Ricopia parola per parola l'intero testo sul project financing in Italia, senza cambiare nulla.

## Testo fornito
--- --- ---

La truffa del project financing (II parte)

Perché il project financing italiano è (tristemente) unico nel mondo 
Nell’ordinamento italiano il project financing è stato introdotto per la prima volta con la legge 11 novembre 1998 n. 415 (legge Merloni-ter), e più volte modificato negli anni successivi in modo da rendere l’istituto più flessibile e da sottrarlo alle procedure di infrazione che l’UE ha minacciato di infliggergli dati i dubbi sulla sua compatibilità con le normative comunitarie sulla concorrenza di mercato.
Nel 2001 la Legge Obiettivo, al fine di incentivare e velocizzare la costruzione di infrastrutture in Italia in modo da stimolarne la ripresa economica (equazione tutt’altro che dimostrata e in assoluta controtendenza rispetto alle direttive europee e ai protocolli di difesa dell’ambiente), ritorna sul project financing. Essa consolida un approccio emergenziale ai lavori pubblici, secondo il quale un elenco di ben 250 infrastrutture connesse alla mobilità e ai trasporti viene dichiarato di interesse nazionale strategico e pertanto blindato dalle obiezioni di comitati locali e ambientalisti e dotato di procedure normative e finanziarie accelerate, nonché soggetto a valutazioni di impatto ambientale fortemente semplificate. Un ammontare di investimenti pari a 125,858 miliardi di euro – comprendente opere quali il Ponte sullo Stretto, la Tav, il Passante di Mestre, la Pedemontana veneta e lombarda, il Mose – viene di fatto sottratto a qualsiasi procedimento democratico in un processo decisionale fortemente centralizzato che esclude le prerogative di Regioni ed Enti locali. Per di più senza configurare alcuna politica mirata a medio termine nel campo dei trasporti né selezionare alcuna priorità in base alle risorse effettivamente disponibili. In quest’ottica anche la legge Merloni viene modificata:
  • è eliminato il vincolo di disponibilità, ovvero il soggetto pubblico che commissiona un’opera e prima non poteva dare al privato un contributo superiore al 50% del valore dell’opera stessa, ora può arrivare a contribuire fino al 100%, per esempio attraverso canoni, di fatto nullificando, nonostante la retorica, l’apporto del denaro privato ed estendendo gli oneri del pubblico;
  • è eliminato il vincolo dei 30 anni di durata massima della concessione, misura che ostacola la creazione di un mercato realmente concorrenziale;
  • è istituita la figura del contraente generale, altro unicum italiano utilizzato per esempio nel modello Tav (Tav Spa). Ad esso spetta la progettazione e l’esecuzione dell’opera, ma viene escluso dalla sua gestione, in un contratto che pertanto non sarebbe un’effettiva concessione. Una volta realizzata l’opera, esso viene pagato dallo Stato e non ha alcuna responsabilità sulla gestione, né sulla manutenzione della stessa, motivo per cui è nel suo interesse far lievitare man mano i costi del progetto esecutivo, non finire in tempi rapidi i lavori e non investire sulla loro qualità.

--- --- ---

## Estratto dei dati

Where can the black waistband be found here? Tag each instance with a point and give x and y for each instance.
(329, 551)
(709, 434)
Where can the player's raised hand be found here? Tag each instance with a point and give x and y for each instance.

--- --- ---

## Svolgimento
La truffa del project financing (II parte)

Perché il project financing italiano è (tristemente) unico nel mondo 
Nell’ordinamento italiano il project financing è stato introdotto per la prima volta con la legge 11 novembre 1998 n. 415 (legge Merloni-ter), e più volte modificato negli anni successivi in modo da rendere l’istituto più flessibile e da sottrarlo alle procedure di infrazione che l’UE ha minacciato di infliggergli dati i dubbi sulla sua compatibilità con le normative comunitarie sulla concorrenza di mercato.
Nel 2001 la Legge Obiettivo, al fine di incentivare e velocizzare la costruzione di infrastrutture in Italia in modo da stimolarne la ripresa economica (equazione tutt’altro che dimostrata e in assoluta controtendenza rispetto alle direttive europee e ai protocolli di difesa dell’ambiente), ritorna sul project financing. Essa consolida un approccio emergenziale ai lavori pubblici, secondo il quale un elenco di ben 250 infrastrutture connesse alla mobilità e ai trasporti viene dichiarato di interesse nazionale strategico e pertanto blindato dalle obiezioni di comitati locali e ambientalisti e dotato di procedure normative e finanziarie accelerate, nonché soggetto a valutazioni di impatto ambientale fortemente semplificate. Un ammontare di investimenti pari a 125,858 miliardi di euro – comprendente opere quali il Ponte sullo Stretto, la Tav, il Passante di Mestre, la Pedemontana veneta e lombarda, il Mose – viene di fatto sottratto a qualsiasi procedimento democratico in un processo decisionale fortemente centralizzato che esclude le prerogative di Regioni ed Enti locali. Per di più senza configurare alcuna politica mirata a medio termine nel campo dei trasporti né selezionare alcuna priorità in base alle risorse effettivamente disponibili. In quest’ottica anche la legge Merloni viene modificata:
  • è eliminato il vincolo di disponibilità, ovvero il soggetto pubblico che commissiona un’opera e prima non poteva dare al privato un contributo superiore al 50% del valore dell’opera stessa, ora può arrivare a contribuire fino al 100%, per esempio attraverso canoni, di fatto nullificando, nonostante la retorica, l’apporto del denaro privato ed estendendo gli oneri del pubblico;
  • è eliminato il vincolo dei 30 anni di durata massima della concessione, misura che ostacola la creazione di un mercato realmente concorrenziale;
  • è istituita la figura del contraente generale, altro unicum italiano utilizzato per esempio nel modello Tav (Tav Spa). Ad esso spetta la progettazione e l’esecuzione dell’opera, ma viene escluso dalla sua gestione, in un contratto che pertanto non sarebbe un’effettiva concessione. Una volta realizzata l’opera, esso viene pagato dallo Stato e non ha alcuna responsabilità sulla gestione, né sulla manutenzione della stessa, motivo per cui è nel suo interesse far lievitare man mano i costi del progetto esecutivo, non finire in tempi rapidi i lavori e non investire sulla loro qualità.